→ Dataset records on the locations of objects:
>> BEGIN

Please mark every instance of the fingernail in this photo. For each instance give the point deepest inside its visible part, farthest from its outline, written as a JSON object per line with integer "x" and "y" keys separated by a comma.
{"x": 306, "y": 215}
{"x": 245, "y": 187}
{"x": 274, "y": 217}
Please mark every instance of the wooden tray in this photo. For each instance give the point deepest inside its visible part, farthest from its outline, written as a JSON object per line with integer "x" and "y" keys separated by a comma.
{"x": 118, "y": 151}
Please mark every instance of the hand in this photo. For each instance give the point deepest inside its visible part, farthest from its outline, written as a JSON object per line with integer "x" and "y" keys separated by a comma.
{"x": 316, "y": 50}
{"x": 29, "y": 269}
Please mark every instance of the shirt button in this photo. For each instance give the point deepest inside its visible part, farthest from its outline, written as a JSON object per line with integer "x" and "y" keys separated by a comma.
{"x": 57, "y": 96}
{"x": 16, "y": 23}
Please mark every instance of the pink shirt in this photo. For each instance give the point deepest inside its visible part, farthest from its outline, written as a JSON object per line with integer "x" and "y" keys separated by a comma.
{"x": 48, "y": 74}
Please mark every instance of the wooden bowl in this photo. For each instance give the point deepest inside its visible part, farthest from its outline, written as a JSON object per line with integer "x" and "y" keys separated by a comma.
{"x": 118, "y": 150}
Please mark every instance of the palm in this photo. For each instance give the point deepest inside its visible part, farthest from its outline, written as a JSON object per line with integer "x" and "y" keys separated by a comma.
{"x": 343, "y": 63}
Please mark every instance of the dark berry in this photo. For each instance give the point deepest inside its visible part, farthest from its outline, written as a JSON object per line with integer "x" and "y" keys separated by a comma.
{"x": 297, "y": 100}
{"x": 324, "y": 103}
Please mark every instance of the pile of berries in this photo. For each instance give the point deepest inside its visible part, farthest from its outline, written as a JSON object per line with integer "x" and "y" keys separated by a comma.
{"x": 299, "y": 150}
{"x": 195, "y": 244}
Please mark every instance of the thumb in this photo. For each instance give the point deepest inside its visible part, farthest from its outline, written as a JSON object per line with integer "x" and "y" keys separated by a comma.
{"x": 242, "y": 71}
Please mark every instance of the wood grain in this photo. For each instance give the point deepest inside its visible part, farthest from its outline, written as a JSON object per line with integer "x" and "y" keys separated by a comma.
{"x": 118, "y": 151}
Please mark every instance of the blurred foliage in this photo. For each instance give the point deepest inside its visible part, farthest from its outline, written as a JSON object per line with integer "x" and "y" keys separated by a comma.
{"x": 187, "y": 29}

>> END

→ Your goal:
Reproduce the records from the line containing "Please mark every instance of the palm" through the end of the records, inclusive, with the requests unchanged, and offset every x and y coordinate in the answers by -122.

→ Response:
Please mark every instance of the palm in this photo. For each instance give the point deepest inside its visible part, farthest from its outline, written as a JSON object per line with integer "x" and "y" keys separated by a comma.
{"x": 221, "y": -59}
Please mark every instance of the dark berry in this photo. For each instance give the point deepest inside its visible part, farthest from its outline, written as a JSON object per line with integer "x" and "y" keys separated by a comma.
{"x": 175, "y": -22}
{"x": 202, "y": -19}
Please mark every instance of the pile of berries in this photo. For each instance give the point deepest inside its visible part, farthest from its outline, written as a JSON object per line with integer "x" and "y" keys separated by a comma.
{"x": 177, "y": 28}
{"x": 73, "y": 122}
Please mark every instance of the thumb in this photo. For each instance give the point deepest inside its visible part, farthest from its outline, written as a JSON object per line with integer "x" and "y" keys separated by a comma.
{"x": 120, "y": -51}
Please mark every instance of the wood grain in this photo. For each instance give the point deepest inside its visible part, farthest from its outline, written as a JSON object per line with integer "x" and "y" keys separated by a comma.
{"x": -4, "y": 29}
Please mark every instance of the blurred foliage in this photo. For each instance give the point deepest inside its visible part, farthest from its outline, written as a JSON object per line with integer "x" and "y" keys separated by a comma.
{"x": 65, "y": -93}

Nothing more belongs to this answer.